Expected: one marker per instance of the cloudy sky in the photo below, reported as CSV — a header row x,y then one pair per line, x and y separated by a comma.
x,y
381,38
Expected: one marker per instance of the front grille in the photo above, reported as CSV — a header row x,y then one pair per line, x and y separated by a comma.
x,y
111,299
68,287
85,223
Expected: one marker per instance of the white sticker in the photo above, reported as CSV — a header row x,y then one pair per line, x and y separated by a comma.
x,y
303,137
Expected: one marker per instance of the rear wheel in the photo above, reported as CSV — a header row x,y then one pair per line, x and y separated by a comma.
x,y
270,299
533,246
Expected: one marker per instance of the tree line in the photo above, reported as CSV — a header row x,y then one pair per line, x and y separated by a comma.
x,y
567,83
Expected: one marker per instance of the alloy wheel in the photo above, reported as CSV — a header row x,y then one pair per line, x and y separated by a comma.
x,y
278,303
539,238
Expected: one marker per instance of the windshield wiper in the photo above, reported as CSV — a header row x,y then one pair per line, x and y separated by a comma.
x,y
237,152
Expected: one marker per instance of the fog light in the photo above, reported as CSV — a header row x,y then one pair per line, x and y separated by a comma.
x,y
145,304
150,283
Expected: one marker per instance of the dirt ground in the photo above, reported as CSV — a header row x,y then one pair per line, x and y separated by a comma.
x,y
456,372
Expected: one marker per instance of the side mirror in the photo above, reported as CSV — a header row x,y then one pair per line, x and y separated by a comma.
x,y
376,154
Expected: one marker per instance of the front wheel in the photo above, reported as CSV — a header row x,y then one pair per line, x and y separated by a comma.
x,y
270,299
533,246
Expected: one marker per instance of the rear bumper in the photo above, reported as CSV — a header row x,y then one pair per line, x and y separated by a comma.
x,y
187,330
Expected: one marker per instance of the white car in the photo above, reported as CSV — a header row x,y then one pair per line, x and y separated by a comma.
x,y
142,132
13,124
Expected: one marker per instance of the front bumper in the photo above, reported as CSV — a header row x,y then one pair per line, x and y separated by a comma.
····················
> How to complete this task: Copy every line of the records above exactly.

> Result of the exercise:
Expected: one marker per instance of the cloudy sky in the photo below, reported as CSV — a header row x,y then one pair per line, x and y separated by a comma.
x,y
381,38
Expected: one marker per instance of the front grille in the photo above, reported as CSV — a header row x,y then one pair per line, x and y separated by a comma.
x,y
111,299
68,287
85,223
Expected: one marker per instance of the white sticker in the photo above, reported as CSV — a header row x,y then one pair per line, x and y separated by a comma.
x,y
303,137
Expected: one marker per instance of the rear wheel in the photo above, reported as CSV — a header row x,y then one pair per line, x and y separated by a comma.
x,y
270,299
533,246
Expected: one marker per instance of the tree line in the photo above, reported as CSV — a header row x,y then one pair per line, x and y separated by a comma.
x,y
567,83
Expected: one marker per instance of the alloy wheel in the photo above, reported as CSV — a header row x,y then one pair per line, x and y separated by a comma.
x,y
278,303
539,238
Expected: one marker per instance of the windshield wiper in the photo above, reported as CSV — a header row x,y then one pair per line, x and y separated by a comma.
x,y
237,152
Expected: one marker per instance of the fog light in the photo above, reported as CSV — a header row x,y then one pair per line, x and y separated by a comma.
x,y
145,304
150,283
Expected: one marker per instance of the dirt ground in the photo above, reported as CSV — a header row x,y then one pair per line, x and y separated by a comma.
x,y
456,372
Expected: one marker per instance of the side mirror in the photo above, reported as CSV — a header row x,y then one pair per line, x and y separated by a comma.
x,y
376,154
Expected: one marker per instance of the front wheel in the photo above, reported as CSV — a header row x,y then one pair per line, x and y separated by a comma.
x,y
270,299
533,246
Expected: one marker per instance of the rear bumper in the photo above, reported as CSV — a header row x,y then one pair per line, x and y separated by a comma.
x,y
187,330
Expected: one marker per instance of the white car in the photo above, reported as CSV — a header row x,y then one pair per line, x and y separated by a comma.
x,y
142,132
13,124
Expected: one marker per instance of the front bumper in the photo above, reported as CSV — a header row x,y then one pair per line, x and y separated by a comma.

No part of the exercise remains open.